_EXCERPT_.
|---|
Personally I don't know enough about routing headers to make the
decision on whether they should be above or below the GUE header in the
transport encap. I believe they are only processed when a packet reaches
the destination address in the main header, but I am not familiar with
all the different routing types (I know some are deprecated, and frankly
I couldn't be bothered to read the others).
*2.7/ Reliable delivery of control messages**
*
The examples of potential control messages (those with the 'C' flag)
given in S.3.5.1. (echo request/reply for testing) aim to mimic the data
channel, so unreliable delivery as a GUE datagram is appropriate.
The draft doesn't define any other tunnel control messages. However, if
it did, many/most would need to be delivered reliably and in order (e.g.
key agreement, any necessary configuration agreement, consistent
application of connection semantics, etc).
Therefore, reliable ordered delivery for control messages will need to
be defined (see C3.2/ "Reliable delivery of control messages" in
separate email for a suggested design).
*2.8/ Extensibility of the flags and optional fields scheme: doesn't work**
*S3.3:
This is meant to be "the primary mechanism of extensibility in GUE".
However, for extensibility to work, GUE needs to distinguish between:
* options: the base set of flags+options defined from the start and
required in all GUE code
* "extensions" (my term): future extensions to the flags and options.
The current GUE flags scheme only works for options, but it inherently
puts extensions into a chicken-and-egg stand-off. because:
a) S5.4 says an implementation MUST drop a packet with an unknown flag.
|---|
_TASK GOAL_. Quote the GUE excerpt above in full, word for word.

Source records:
|---|
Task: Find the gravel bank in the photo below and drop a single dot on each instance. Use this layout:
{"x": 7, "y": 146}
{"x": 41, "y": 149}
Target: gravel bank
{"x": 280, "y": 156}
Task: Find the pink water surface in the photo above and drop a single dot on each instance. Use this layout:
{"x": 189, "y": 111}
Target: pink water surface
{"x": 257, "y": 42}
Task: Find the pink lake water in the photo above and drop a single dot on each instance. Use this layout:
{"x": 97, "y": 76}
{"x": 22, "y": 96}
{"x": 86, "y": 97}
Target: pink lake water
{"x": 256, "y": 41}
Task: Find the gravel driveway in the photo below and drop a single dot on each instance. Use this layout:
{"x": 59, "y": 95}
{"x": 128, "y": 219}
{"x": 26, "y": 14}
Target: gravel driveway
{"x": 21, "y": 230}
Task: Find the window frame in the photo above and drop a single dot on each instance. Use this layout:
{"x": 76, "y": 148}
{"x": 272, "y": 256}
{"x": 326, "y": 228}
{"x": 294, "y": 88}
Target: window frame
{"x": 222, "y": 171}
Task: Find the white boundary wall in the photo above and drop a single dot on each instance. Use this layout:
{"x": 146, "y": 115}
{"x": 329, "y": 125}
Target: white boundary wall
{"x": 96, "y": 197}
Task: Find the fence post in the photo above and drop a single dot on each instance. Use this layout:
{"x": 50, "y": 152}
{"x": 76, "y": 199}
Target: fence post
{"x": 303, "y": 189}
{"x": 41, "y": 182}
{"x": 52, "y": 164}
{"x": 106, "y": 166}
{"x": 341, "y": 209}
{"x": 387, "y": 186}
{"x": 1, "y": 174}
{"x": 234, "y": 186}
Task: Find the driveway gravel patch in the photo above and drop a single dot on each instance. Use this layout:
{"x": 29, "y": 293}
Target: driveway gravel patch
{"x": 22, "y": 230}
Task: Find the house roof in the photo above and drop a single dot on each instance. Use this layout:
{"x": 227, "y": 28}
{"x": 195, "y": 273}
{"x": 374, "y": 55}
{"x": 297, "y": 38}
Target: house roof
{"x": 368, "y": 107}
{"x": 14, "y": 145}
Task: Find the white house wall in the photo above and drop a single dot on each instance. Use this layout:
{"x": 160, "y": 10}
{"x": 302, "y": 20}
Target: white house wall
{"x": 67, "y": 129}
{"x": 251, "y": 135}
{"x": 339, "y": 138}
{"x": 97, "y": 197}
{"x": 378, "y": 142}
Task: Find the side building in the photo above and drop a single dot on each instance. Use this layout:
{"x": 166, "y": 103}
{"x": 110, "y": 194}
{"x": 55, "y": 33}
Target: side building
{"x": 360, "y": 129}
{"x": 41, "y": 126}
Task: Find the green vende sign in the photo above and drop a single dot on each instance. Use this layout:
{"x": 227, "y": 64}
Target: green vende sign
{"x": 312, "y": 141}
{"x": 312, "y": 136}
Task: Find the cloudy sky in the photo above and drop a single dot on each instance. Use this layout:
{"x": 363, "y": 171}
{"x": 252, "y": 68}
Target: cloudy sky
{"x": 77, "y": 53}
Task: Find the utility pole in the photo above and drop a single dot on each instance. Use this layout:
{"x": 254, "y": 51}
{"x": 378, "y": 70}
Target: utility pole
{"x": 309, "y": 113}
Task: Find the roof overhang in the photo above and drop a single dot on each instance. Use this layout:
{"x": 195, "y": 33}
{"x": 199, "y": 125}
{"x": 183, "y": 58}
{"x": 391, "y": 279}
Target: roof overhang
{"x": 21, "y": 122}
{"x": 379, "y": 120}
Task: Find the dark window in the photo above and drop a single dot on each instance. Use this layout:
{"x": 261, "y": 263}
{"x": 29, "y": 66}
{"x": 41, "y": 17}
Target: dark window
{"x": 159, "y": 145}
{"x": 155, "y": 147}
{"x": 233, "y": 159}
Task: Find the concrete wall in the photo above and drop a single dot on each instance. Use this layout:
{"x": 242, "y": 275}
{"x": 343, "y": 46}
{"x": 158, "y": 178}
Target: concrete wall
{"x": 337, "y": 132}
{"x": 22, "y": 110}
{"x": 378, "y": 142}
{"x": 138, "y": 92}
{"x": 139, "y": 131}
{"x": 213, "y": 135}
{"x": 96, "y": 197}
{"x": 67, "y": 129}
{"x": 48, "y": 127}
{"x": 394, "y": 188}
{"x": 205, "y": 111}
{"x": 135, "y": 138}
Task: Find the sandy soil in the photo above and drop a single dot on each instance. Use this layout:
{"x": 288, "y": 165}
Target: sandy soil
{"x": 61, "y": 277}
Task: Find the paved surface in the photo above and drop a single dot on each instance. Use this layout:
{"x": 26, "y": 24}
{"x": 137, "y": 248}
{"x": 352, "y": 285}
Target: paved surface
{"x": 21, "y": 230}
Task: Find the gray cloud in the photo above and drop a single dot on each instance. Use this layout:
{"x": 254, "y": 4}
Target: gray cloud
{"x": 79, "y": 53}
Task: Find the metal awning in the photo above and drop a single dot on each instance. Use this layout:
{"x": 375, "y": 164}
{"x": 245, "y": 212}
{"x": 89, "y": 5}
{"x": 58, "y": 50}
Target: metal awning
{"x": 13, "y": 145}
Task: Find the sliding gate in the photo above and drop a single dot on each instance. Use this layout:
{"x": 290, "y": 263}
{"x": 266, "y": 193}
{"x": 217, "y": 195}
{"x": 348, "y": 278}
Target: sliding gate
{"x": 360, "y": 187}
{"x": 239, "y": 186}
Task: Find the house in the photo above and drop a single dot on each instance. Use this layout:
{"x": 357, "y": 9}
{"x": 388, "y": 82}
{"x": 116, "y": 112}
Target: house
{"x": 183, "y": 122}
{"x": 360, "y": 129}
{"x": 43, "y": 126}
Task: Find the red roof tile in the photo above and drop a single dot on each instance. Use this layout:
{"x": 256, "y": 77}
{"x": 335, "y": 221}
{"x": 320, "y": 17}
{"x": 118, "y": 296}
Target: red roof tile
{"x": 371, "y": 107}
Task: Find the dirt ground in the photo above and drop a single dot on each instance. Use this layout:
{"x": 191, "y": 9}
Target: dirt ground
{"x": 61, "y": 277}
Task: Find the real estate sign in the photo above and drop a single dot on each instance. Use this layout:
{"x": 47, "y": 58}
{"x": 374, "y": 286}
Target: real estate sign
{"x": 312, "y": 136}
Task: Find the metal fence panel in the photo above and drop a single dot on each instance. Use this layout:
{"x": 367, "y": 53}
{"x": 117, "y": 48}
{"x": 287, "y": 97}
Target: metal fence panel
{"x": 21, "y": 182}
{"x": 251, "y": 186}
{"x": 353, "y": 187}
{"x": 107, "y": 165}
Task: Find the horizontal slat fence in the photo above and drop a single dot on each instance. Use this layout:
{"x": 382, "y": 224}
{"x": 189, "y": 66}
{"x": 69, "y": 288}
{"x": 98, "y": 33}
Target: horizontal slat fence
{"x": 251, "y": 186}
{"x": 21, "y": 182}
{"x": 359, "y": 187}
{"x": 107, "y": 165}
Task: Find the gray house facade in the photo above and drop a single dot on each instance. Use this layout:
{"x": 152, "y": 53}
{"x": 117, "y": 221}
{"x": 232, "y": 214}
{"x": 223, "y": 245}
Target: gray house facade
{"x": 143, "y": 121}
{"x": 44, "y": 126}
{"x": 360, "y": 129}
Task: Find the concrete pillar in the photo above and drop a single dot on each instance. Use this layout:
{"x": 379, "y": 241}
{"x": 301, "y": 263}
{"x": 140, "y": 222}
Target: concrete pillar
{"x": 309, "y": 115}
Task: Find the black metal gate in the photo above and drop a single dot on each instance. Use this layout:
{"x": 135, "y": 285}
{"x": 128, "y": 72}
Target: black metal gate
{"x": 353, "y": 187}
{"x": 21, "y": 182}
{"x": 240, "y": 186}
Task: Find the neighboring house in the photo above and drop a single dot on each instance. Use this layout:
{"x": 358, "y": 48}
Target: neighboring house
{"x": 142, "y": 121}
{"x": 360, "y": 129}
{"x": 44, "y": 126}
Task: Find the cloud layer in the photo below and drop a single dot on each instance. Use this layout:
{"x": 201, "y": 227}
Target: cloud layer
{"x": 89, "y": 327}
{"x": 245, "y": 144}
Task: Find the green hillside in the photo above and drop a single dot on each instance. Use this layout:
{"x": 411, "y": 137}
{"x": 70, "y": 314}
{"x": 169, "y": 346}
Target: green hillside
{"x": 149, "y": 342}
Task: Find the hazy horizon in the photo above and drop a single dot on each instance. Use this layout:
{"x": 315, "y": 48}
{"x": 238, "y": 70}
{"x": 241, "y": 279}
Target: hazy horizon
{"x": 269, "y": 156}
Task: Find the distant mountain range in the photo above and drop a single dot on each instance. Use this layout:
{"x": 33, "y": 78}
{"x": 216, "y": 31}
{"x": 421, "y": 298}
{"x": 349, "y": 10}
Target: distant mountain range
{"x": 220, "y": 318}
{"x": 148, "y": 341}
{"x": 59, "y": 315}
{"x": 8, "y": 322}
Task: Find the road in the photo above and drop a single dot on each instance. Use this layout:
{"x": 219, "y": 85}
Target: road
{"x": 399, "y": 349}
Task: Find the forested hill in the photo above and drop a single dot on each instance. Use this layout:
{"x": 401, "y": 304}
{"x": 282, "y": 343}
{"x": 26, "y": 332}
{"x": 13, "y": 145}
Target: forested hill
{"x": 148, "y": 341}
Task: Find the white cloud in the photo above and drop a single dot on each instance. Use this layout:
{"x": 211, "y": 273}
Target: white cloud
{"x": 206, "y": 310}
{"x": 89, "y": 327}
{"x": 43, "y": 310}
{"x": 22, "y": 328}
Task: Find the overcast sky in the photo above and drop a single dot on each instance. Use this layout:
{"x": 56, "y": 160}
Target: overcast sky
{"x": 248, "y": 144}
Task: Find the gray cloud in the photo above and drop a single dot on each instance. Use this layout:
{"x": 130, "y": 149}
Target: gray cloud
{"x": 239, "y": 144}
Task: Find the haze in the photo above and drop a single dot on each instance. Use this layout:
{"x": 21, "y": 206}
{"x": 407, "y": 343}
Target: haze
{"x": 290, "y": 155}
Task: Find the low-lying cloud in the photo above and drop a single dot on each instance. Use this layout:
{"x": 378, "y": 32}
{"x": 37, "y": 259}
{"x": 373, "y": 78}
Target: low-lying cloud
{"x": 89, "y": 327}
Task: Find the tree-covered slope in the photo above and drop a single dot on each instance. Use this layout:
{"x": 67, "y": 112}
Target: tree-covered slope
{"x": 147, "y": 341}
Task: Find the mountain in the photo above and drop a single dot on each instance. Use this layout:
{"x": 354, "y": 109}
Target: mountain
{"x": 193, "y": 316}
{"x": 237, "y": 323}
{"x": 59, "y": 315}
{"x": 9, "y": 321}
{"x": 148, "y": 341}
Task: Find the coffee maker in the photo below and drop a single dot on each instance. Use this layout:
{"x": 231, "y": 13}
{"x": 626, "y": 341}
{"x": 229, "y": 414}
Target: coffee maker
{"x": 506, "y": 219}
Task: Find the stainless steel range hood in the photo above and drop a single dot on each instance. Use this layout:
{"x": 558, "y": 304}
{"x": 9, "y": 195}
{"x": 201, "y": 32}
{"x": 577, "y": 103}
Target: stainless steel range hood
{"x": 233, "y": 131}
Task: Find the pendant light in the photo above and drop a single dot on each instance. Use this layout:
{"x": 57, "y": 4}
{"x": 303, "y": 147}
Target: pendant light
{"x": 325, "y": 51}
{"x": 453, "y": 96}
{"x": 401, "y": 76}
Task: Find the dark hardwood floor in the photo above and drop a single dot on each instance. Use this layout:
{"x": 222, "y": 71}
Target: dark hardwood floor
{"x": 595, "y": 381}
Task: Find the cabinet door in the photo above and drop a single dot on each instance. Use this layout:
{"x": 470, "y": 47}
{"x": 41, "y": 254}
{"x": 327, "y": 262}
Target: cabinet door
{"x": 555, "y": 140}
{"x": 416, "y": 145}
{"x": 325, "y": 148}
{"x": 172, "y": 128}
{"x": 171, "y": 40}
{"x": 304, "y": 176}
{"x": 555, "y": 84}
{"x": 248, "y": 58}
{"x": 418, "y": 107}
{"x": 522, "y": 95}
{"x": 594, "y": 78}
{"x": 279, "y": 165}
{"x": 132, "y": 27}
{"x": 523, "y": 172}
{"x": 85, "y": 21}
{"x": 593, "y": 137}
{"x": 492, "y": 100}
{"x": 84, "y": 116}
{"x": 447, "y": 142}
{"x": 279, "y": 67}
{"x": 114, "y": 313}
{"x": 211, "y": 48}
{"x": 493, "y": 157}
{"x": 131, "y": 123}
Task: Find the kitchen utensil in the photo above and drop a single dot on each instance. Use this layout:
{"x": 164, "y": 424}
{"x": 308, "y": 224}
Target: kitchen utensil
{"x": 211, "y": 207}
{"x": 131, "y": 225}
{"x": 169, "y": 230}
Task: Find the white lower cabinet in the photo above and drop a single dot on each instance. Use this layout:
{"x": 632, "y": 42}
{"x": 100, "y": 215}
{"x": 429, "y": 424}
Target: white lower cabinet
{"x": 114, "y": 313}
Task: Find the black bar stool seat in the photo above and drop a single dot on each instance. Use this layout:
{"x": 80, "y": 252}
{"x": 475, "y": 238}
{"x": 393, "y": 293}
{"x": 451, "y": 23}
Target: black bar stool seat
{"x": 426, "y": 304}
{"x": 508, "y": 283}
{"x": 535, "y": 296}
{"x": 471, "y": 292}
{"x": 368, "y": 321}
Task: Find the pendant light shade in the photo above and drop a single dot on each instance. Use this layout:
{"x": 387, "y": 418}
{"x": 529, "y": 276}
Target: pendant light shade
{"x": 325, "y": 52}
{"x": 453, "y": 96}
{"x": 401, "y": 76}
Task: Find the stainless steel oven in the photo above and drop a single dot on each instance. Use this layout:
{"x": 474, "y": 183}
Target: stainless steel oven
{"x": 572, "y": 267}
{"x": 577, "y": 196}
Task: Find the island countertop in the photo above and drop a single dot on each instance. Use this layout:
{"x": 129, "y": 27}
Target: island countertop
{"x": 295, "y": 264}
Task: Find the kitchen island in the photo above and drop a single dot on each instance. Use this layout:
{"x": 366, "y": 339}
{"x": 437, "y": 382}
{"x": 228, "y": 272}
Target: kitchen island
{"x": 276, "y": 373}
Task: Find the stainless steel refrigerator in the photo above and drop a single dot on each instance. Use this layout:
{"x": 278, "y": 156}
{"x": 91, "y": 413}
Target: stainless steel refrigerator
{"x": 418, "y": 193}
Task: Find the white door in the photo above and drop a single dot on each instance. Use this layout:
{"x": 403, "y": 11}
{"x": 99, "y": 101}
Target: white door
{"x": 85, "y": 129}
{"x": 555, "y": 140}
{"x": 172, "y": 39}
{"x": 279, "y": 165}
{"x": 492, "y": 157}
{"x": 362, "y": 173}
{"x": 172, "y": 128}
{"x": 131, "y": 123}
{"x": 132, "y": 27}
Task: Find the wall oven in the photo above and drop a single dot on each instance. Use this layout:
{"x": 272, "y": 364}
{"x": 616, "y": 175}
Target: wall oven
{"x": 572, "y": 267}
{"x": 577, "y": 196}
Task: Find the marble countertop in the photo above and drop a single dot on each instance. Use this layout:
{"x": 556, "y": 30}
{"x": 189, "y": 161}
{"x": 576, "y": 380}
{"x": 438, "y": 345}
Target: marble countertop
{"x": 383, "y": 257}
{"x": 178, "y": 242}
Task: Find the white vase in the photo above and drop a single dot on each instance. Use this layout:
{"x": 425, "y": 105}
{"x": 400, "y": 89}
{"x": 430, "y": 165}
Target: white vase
|---|
_FINAL RESULT_.
Personally I don't know enough about routing headers to make the
decision on whether they should be above or below the GUE header in the
transport encap. I believe they are only processed when a packet reaches
the destination address in the main header, but I am not familiar with
all the different routing types (I know some are deprecated, and frankly
I couldn't be bothered to read the others).
*2.7/ Reliable delivery of control messages**
*
The examples of potential control messages (those with the 'C' flag)
given in S.3.5.1. (echo request/reply for testing) aim to mimic the data
channel, so unreliable delivery as a GUE datagram is appropriate.
The draft doesn't define any other tunnel control messages. However, if
it did, many/most would need to be delivered reliably and in order (e.g.
key agreement, any necessary configuration agreement, consistent
application of connection semantics, etc).
Therefore, reliable ordered delivery for control messages will need to
be defined (see C3.2/ "Reliable delivery of control messages" in
separate email for a suggested design).
*2.8/ Extensibility of the flags and optional fields scheme: doesn't work**
*S3.3:
This is meant to be "the primary mechanism of extensibility in GUE".
However, for extensibility to work, GUE needs to distinguish between:
* options: the base set of flags+options defined from the start and
required in all GUE code
* "extensions" (my term): future extensions to the flags and options.
The current GUE flags scheme only works for options, but it inherently
puts extensions into a chicken-and-egg stand-off. because:
a) S5.4 says an implementation MUST drop a packet with an unknown flag.